Work instructions: Only the lines from the line containing "Query: perfume bottle" to the end of the records, both included, belong in the answer, copied exactly.

[Point-per-instance localization data]
※
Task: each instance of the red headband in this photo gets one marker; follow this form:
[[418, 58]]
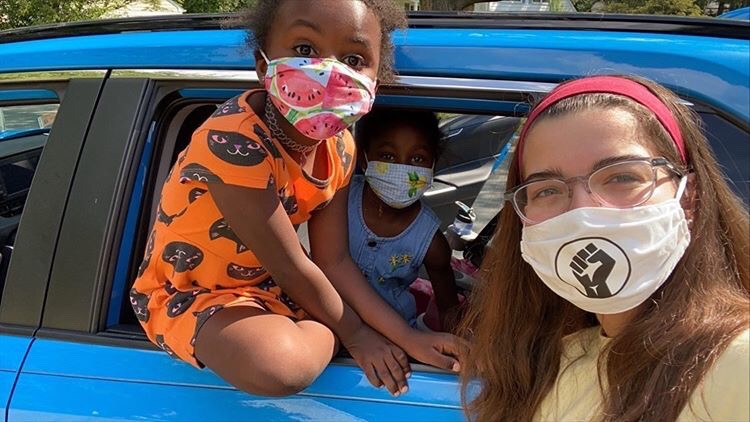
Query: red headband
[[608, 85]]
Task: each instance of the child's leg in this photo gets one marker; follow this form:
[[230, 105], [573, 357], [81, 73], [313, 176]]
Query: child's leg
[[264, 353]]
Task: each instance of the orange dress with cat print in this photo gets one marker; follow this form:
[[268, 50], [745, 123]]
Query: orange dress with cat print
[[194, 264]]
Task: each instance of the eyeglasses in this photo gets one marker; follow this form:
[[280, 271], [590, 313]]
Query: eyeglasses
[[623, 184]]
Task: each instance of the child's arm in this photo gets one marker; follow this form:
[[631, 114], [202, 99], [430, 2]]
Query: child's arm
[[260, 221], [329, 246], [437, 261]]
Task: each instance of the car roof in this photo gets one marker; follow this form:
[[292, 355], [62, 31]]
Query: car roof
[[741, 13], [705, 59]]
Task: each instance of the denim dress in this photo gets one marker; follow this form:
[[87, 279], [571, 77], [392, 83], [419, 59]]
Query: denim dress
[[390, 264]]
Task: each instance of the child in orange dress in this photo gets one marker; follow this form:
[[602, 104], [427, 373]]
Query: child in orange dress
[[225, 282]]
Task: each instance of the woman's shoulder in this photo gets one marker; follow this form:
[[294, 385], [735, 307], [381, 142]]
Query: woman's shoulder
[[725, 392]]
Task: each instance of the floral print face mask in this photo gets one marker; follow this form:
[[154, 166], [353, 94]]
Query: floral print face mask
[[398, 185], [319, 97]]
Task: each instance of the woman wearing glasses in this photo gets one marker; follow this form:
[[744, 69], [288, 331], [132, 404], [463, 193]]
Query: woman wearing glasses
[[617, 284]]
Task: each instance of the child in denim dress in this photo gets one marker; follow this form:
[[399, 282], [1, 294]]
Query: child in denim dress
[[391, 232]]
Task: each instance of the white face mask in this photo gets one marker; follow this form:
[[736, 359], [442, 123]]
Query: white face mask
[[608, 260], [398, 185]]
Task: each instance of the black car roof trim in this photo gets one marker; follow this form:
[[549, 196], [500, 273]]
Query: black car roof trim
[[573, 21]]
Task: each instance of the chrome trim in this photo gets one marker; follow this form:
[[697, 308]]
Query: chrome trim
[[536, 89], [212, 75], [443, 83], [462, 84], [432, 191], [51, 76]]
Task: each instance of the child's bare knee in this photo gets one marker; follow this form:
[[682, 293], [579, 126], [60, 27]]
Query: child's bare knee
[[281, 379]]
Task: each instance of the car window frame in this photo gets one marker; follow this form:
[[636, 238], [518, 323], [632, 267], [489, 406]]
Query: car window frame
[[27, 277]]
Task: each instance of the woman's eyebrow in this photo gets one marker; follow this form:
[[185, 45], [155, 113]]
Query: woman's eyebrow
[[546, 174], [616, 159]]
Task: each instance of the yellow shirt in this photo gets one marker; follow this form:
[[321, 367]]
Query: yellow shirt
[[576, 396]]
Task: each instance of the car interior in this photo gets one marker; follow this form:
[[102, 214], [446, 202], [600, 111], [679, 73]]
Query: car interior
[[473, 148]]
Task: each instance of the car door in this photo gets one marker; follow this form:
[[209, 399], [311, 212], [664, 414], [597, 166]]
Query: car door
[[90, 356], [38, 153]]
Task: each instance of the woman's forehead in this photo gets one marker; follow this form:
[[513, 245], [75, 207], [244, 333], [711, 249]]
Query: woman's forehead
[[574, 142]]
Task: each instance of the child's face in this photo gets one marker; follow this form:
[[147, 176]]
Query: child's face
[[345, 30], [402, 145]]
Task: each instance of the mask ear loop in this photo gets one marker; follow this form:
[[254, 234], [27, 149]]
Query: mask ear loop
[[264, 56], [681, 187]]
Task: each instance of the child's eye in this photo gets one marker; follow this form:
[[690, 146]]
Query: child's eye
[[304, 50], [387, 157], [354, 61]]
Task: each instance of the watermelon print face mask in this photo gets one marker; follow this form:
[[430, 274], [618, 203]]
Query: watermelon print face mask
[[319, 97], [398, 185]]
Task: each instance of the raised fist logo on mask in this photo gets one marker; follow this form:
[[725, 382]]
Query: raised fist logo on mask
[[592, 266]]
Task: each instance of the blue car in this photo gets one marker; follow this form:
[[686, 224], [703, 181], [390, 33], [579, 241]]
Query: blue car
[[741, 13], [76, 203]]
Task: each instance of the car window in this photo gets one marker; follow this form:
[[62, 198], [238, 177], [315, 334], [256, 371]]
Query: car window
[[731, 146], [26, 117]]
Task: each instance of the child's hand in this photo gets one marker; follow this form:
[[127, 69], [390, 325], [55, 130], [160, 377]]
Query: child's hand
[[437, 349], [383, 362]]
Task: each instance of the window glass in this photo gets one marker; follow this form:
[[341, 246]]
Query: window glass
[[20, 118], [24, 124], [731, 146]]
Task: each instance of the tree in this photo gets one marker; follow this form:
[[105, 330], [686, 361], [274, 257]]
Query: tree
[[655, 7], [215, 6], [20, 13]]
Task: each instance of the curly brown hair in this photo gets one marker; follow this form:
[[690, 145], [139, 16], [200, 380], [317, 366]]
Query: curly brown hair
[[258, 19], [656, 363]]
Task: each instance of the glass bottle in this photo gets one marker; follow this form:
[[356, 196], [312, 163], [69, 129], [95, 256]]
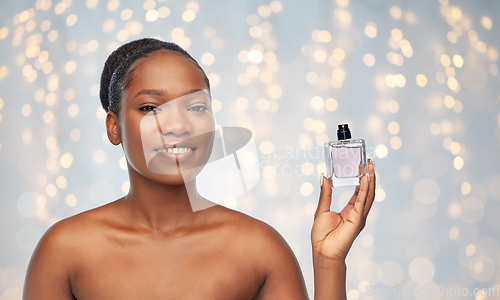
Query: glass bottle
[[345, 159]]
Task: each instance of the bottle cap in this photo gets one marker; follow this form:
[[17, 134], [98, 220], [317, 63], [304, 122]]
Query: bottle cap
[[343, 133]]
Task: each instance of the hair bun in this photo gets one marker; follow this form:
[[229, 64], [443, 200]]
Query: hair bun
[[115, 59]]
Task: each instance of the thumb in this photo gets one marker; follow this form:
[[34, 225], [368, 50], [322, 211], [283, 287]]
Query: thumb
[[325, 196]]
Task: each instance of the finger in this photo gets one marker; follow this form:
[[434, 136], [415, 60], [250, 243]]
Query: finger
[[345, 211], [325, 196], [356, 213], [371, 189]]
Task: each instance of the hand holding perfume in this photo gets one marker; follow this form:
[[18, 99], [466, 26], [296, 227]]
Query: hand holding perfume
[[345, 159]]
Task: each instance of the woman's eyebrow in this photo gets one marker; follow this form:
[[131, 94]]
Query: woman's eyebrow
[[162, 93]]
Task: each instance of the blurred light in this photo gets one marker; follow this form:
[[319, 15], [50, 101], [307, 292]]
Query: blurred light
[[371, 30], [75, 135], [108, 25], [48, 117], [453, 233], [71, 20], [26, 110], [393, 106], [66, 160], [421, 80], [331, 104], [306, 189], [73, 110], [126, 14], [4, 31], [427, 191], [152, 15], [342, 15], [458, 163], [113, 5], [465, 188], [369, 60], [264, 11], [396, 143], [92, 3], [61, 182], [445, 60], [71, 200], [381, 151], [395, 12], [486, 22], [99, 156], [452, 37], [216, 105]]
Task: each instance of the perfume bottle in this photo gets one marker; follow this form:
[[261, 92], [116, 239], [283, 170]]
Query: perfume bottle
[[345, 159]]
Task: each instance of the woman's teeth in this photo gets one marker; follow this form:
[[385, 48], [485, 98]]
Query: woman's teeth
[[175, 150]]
※
Exercise answer:
Query: perfume bottle
[[345, 159]]
Task: each instance of the woman's teeth in this photo gets one marker; follow this form:
[[385, 48], [485, 98]]
Query: woman's teeth
[[175, 150]]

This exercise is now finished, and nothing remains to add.